**SET PROBLEM 1**
Copy the rows below word for word. Start at the row line containing "of the eyeglasses?" and continue through the last line of the rows.

It is undisputed by the appellants that the defendants 1 and 2 executed a registered sale deed dated 29-7-2010 in favour of the 3 rd defendant, who is none other their family member. As noticed supra, the 1 st defendant is the son of 2 nd defendant and 1 st defendant is the husband of 3 rd defendant. 18. The appellants herein are disputing Ex.A-1 agreement of sale. In order to discharge their burden, the plaintiffs have examined two attestors in Ex.A-1 agreement of sale as P.Ws.3 and 4 and the scribe of Ex.A-1 agreement of sale was examined as P.W.5. The evidence of P.Ws.3 to 5 proves about the payment of advance sale consideration of Rs.3,80,000/- under Ex.A-1 agreement of sale to the defendants 1 and 2 by the plaintiff. Though the learned counsel for defendants cross-examined P.Ws.3 to 5, nothing was elicited from them to discredit the testimony of P.Ws.3 to 5. To disprove Ex.A-1 agreement of sale, except bald statement that Ex.A-1 agreement of sale is a fabricated document, nothing was produced by the appellants before both the Courts below. No evidence was placed by the appellants to show that Ex.A-1 is not a genuine document and it was created by the plaintiff. The plaintiff proved Ex.A-1 agreement of sale through P.Ws.3 to 5. Ex.A-1 agreement of sale clearly goes to show that the parties fixed a time limit of four months for performing the part of contract of both the parties. The law is well settled that in a case of immovable properties, when parties fixed some time limit to perform the part of the contract, the said time limit cannot be ignored. The question whether time is an essence of contract with reference to the performance of the contract, what generally may arise for consideration either with reference to contract as a whole or with reference to a particular item or condition of the contract which is breached. In a contract of sale of immovable property, if time is specified for payment of sale price but not regard to the execution of sale deed, time will become essence of contract only with reference to the payment of sale price but not regard to the execution of sale deed.

**SOURCE DATA**
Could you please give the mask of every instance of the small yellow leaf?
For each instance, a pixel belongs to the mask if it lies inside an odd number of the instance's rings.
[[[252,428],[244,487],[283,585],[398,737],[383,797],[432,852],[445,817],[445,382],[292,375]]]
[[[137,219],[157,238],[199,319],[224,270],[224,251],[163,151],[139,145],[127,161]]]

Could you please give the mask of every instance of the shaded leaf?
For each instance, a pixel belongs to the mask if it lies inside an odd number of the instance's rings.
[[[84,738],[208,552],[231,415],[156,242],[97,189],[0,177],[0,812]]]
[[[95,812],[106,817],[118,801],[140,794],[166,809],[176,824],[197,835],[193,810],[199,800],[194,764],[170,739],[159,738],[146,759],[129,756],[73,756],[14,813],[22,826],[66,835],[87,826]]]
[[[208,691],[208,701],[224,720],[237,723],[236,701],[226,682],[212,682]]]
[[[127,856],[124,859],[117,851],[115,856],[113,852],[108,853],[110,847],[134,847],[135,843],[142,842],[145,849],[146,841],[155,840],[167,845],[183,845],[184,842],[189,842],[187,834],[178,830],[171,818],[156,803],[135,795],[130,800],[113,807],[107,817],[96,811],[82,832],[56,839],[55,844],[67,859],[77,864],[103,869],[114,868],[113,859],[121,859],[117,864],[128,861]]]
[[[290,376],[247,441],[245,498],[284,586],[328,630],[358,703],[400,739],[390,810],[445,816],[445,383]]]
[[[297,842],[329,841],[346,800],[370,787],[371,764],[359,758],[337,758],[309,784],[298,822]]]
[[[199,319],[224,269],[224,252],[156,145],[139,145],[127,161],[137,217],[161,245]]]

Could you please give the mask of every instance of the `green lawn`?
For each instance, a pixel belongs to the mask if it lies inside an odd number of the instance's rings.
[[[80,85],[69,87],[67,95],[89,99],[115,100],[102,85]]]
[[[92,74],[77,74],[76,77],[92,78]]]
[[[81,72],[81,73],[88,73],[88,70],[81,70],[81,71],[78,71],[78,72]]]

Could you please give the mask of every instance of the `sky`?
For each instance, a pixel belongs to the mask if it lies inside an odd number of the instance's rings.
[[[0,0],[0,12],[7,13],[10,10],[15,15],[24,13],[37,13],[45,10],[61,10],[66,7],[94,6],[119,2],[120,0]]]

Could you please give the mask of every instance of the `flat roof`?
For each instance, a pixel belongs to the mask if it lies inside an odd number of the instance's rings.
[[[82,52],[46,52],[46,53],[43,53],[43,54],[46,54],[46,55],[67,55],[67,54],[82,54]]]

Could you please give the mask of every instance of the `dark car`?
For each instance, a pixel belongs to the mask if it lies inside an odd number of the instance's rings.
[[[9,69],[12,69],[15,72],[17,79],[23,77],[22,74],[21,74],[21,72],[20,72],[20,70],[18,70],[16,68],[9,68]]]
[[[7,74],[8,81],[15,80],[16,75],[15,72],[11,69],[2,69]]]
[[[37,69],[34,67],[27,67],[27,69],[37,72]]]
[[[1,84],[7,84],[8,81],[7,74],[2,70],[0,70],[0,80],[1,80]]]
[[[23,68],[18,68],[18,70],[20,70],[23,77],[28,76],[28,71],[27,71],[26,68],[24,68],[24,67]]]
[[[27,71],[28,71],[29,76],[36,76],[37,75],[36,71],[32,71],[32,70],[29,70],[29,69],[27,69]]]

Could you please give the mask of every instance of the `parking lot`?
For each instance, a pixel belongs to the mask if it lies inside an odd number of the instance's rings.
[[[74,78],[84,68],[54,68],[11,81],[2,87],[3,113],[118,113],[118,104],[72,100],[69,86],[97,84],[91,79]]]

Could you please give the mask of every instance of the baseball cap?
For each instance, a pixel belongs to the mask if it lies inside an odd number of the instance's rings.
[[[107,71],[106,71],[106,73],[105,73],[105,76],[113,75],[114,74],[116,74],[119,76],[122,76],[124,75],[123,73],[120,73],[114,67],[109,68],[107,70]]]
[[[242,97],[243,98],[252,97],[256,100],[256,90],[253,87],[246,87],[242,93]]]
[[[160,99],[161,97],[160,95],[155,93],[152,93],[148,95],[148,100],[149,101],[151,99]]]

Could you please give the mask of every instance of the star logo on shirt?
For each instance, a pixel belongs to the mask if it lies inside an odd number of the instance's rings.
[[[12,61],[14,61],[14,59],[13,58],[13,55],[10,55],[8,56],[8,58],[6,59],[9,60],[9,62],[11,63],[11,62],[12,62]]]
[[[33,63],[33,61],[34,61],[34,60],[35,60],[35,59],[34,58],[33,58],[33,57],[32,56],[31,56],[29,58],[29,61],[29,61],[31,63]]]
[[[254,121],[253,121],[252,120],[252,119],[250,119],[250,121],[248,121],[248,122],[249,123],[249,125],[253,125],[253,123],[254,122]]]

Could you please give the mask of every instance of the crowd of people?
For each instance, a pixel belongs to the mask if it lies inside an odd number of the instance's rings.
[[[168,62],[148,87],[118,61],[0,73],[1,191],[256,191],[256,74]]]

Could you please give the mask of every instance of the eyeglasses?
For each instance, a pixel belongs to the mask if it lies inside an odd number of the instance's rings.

**SET PROBLEM 2**
Answer these from the sale agreement excerpt above:
(a) What is the date of the registered sale deed executed by defendants 1 and 2?
(b) How much advance sale consideration was paid under Ex.A-1?
(c) What time limit did the parties fix in Ex.A-1 for performing the contract?

**COMPLETE ANSWER 1**
Could you please give the mask of every instance of the eyeglasses?
For each instance, a pixel belongs to the mask if it lies inside an odd number of the instance's rings.

**COMPLETE ANSWER 2**
(a) 29-7-2010
(b) Rs.3,80,000/-
(c) Four months